>> BEGIN Records to process
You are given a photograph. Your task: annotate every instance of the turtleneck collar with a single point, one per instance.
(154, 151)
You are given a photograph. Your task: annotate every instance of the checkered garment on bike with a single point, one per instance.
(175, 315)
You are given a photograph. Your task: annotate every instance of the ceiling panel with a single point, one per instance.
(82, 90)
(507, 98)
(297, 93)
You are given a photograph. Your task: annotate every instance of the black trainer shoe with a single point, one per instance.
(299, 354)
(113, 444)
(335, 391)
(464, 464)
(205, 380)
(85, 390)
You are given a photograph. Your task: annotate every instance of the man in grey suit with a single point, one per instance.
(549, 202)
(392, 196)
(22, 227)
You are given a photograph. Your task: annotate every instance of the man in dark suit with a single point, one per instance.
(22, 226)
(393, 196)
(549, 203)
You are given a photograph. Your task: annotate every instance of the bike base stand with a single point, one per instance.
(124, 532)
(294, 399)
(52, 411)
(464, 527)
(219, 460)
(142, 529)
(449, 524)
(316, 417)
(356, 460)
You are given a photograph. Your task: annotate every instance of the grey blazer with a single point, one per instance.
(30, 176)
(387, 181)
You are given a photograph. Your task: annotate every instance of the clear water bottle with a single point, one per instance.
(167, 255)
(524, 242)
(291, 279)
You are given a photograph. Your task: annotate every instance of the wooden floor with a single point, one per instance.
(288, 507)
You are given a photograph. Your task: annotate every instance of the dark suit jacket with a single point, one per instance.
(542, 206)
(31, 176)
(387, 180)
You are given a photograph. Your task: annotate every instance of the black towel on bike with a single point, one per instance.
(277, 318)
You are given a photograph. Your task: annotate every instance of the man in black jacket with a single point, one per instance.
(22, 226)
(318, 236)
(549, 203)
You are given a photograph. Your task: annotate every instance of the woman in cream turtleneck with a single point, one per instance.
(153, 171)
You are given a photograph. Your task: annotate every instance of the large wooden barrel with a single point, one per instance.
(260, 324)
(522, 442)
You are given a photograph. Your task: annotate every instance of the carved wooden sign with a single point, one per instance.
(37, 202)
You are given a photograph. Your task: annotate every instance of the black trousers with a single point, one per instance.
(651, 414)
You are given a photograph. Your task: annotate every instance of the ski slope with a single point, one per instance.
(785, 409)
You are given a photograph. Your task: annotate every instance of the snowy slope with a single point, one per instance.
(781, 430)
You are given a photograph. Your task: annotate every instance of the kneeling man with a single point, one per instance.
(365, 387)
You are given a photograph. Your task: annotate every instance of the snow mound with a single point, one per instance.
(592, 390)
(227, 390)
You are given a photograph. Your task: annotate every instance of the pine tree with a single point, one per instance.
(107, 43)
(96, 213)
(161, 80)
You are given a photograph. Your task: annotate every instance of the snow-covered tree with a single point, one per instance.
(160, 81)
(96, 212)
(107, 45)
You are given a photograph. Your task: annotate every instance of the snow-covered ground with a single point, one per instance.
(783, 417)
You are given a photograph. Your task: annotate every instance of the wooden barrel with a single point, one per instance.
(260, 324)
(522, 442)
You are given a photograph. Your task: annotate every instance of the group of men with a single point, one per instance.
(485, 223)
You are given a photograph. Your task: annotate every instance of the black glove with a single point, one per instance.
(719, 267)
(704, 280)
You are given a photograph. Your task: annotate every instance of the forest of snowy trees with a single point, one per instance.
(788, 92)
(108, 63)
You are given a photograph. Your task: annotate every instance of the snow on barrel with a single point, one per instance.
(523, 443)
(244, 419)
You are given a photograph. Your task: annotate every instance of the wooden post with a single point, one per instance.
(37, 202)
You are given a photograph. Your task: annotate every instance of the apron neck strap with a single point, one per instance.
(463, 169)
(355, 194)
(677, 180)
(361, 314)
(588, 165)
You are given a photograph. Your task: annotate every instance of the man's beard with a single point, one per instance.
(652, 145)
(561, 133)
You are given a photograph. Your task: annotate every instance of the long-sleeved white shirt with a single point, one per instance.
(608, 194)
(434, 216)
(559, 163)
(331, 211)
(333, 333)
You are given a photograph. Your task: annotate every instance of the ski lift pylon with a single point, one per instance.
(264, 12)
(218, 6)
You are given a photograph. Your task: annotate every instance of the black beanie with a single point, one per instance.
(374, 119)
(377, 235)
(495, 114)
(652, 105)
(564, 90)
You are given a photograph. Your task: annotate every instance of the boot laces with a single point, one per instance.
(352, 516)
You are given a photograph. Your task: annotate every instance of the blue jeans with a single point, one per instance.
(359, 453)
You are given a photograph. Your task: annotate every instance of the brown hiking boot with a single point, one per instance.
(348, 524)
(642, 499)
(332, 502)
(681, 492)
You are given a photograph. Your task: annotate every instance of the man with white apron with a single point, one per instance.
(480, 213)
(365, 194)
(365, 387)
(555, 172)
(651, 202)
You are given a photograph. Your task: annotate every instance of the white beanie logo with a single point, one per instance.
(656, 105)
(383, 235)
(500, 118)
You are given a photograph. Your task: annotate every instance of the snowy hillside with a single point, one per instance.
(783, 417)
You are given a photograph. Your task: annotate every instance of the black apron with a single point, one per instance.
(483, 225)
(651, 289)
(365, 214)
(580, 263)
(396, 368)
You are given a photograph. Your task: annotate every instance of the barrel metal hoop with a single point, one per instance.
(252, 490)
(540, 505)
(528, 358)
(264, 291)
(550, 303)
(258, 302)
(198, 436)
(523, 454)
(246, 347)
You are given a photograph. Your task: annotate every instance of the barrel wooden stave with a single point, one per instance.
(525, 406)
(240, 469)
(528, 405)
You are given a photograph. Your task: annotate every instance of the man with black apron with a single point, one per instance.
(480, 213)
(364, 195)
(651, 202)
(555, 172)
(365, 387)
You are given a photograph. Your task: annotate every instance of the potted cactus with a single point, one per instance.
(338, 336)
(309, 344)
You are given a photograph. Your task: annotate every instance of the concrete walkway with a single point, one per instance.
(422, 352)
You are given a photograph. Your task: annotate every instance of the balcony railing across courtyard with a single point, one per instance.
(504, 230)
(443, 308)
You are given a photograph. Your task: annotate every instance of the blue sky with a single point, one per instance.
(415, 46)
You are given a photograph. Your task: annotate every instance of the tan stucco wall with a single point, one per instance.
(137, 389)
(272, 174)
>> END Records to process
• **Stated goal**
Output an exact copy of each record.

• **Result for this exercise**
You are given a photograph. Your task: annotate every instance of the turtleneck collar with a single point, one per instance.
(154, 151)
You are given a photograph. Your task: annotate every instance of the checkered garment on bike with a single point, one per instance.
(175, 315)
You are given a photograph. Your task: annotate every instance of the ceiling panel with a single point, one per instance.
(82, 90)
(507, 98)
(297, 93)
You are given a photograph. Your task: annotate every instance of the black trainer shoe with a single point, one per instance.
(299, 354)
(113, 444)
(335, 391)
(464, 464)
(205, 380)
(85, 390)
You are given a photograph. Your task: annotate every instance of the man in grey suit with a single point, one per instance.
(549, 202)
(392, 196)
(22, 227)
You are given a photograph. Your task: annotate every instance of the man in dark suit with a single point, one per instance.
(22, 226)
(393, 196)
(549, 203)
You are given a photograph. Your task: annotate every instance of the bike base stand with a single point, one per instance.
(124, 532)
(294, 399)
(52, 411)
(464, 527)
(219, 460)
(142, 529)
(449, 524)
(316, 417)
(356, 460)
You are given a photograph. Your task: annotate every instance of the grey blazer with a single point, one per instance.
(30, 176)
(387, 181)
You are given a photograph. Your task: annotate every instance of the clear water bottle with a single point, one per instance.
(167, 255)
(524, 242)
(291, 279)
You are given a photograph. Your task: annotate every instance of the wooden floor with a single point, one per instance.
(288, 507)
You are given a photograph. Your task: annotate every instance of the dark suit jacket with a single point, one per instance.
(542, 206)
(31, 176)
(387, 180)
You are given a photograph. Your task: annotate every instance of the black towel on bike with a single point, one per instance.
(277, 318)
You are given a photograph. Your task: annotate every instance of the man in black jacket with a single point, one per instance.
(22, 226)
(318, 236)
(549, 203)
You are given a photograph. Your task: annotate every instance of the woman in cream turtleneck with a single point, one per instance.
(153, 171)
You are given a photograph. Your task: annotate every instance of the large wooden barrel with a single point, one per instance.
(260, 324)
(522, 442)
You are given a photograph. Your task: annotate every instance of the carved wooden sign with a single point, one per instance.
(37, 202)
You are given a photograph. Your task: annotate every instance of the black trousers with a single point, one per instance.
(651, 414)
You are given a photograph. Your task: annotate every instance of the ski slope with a single point, one per instance.
(785, 409)
You are given a photograph. Your task: annotate every instance of the snowy slope with a single point, one per instance.
(781, 430)
You are given a photograph. Your task: annotate every instance of the kneeling man with a single point, one per instance.
(365, 387)
You are given a photograph. Your task: annotate every instance of the snow mound with a single point, one per instance.
(592, 390)
(227, 390)
You are given a photograph. Your task: annotate every instance of the pine tree with a single point, one per instance.
(107, 43)
(96, 213)
(161, 80)
You are given a photograph. Your task: annotate every instance of the snow-covered tree with a single point, one per instance.
(160, 81)
(96, 212)
(107, 45)
You are given a photograph. Your task: annotate every instance of the snow-covered ground with a single point, one per instance.
(783, 417)
You are given a photograph. Your task: annotate every instance of the wooden barrel with a single point, one per instance.
(260, 324)
(522, 442)
You are given a photograph. Your task: annotate every instance of the group of men with a single point, one per instance.
(485, 223)
You are given a photograph. Your task: annotate every instance of the black glove with a single point, one per instance.
(719, 267)
(704, 280)
You are given a photograph. Your task: annotate every instance of the forest of snowy trees with a single point, one per instance.
(788, 92)
(108, 63)
You are given a photograph. Your task: annotate every instance of the snow on barrel with a single point, one per instance.
(523, 443)
(244, 419)
You are given a photograph. Your task: annotate every instance of the wooden post with a single point, one per instance.
(37, 202)
You are given a photograph. Your task: annotate every instance of the apron neck strap with a single point, one per instance.
(463, 169)
(355, 194)
(677, 180)
(361, 314)
(588, 165)
You are given a photograph. Your task: annotate every instance of the man's beard with a single point, one per instance.
(652, 145)
(561, 133)
You are given a photograph. Your task: annotate every instance of the long-sleeved white shirt with a single point, one per instance.
(608, 194)
(434, 216)
(559, 163)
(331, 211)
(333, 333)
You are given a photograph. Your task: annotate every instance of the ski lift pylon with a single point, one per instance.
(264, 12)
(218, 6)
You are given a photograph. Your task: annotate every instance of the black beanie with a single point, one per instance.
(374, 119)
(377, 235)
(495, 114)
(652, 105)
(564, 90)
You are given a photograph. Your task: annotate every instance of the boot laces with a single point, one per instance.
(352, 516)
You are given a photograph. Your task: annotate every instance of the blue jeans with a single point, one per instance.
(359, 453)
You are given a photograph. Your task: annotate every instance of the brown hiking boot with a single point, one per instance.
(348, 524)
(642, 499)
(332, 502)
(681, 492)
You are given a photograph. Your task: annotate every instance of the man with white apron with a single point, one per instance.
(480, 213)
(365, 194)
(365, 387)
(555, 172)
(651, 202)
You are given a photograph. Your task: annotate every instance of the white beanie logo with a single point, one per instance.
(656, 105)
(383, 235)
(500, 118)
You are given a photograph. Your task: annotate every instance of the snowy hillside with a single point, one per instance.
(783, 417)
You are given a photograph. Your task: annotate every instance of the black apron with a single point, one per instance.
(483, 225)
(651, 289)
(365, 214)
(580, 263)
(396, 368)
You are given a photograph. Your task: annotate every instance of the barrel metal hoop with a single point, one per instance.
(252, 490)
(540, 505)
(528, 358)
(264, 291)
(550, 303)
(258, 302)
(198, 436)
(523, 454)
(246, 347)
You are given a photograph. Your task: annotate every instance of the barrel wooden stave with a single point, one per instance.
(525, 406)
(240, 469)
(528, 405)
You are given a photograph. Your task: annotate every instance of the man with black apron with a single point, one per instance.
(480, 213)
(364, 195)
(651, 202)
(555, 172)
(365, 387)
You are given a photograph. Your task: annotate every instance of the potted cactus with a single point, one per instance.
(338, 336)
(309, 344)
You are given a photograph. Your task: annotate every instance of the concrete walkway with a single point, one per instance.
(422, 352)
You are given a photograph. Your task: annotate every instance of the balcony railing across courtyard with a single point, one per instance.
(504, 230)
(443, 308)
You are given a photograph. Your task: annotate every instance of the blue sky with a single point, one per instance.
(415, 46)
You are given a photograph. Your task: annotate every instance of the tan stucco wall with a single point, one per instance.
(137, 389)
(272, 174)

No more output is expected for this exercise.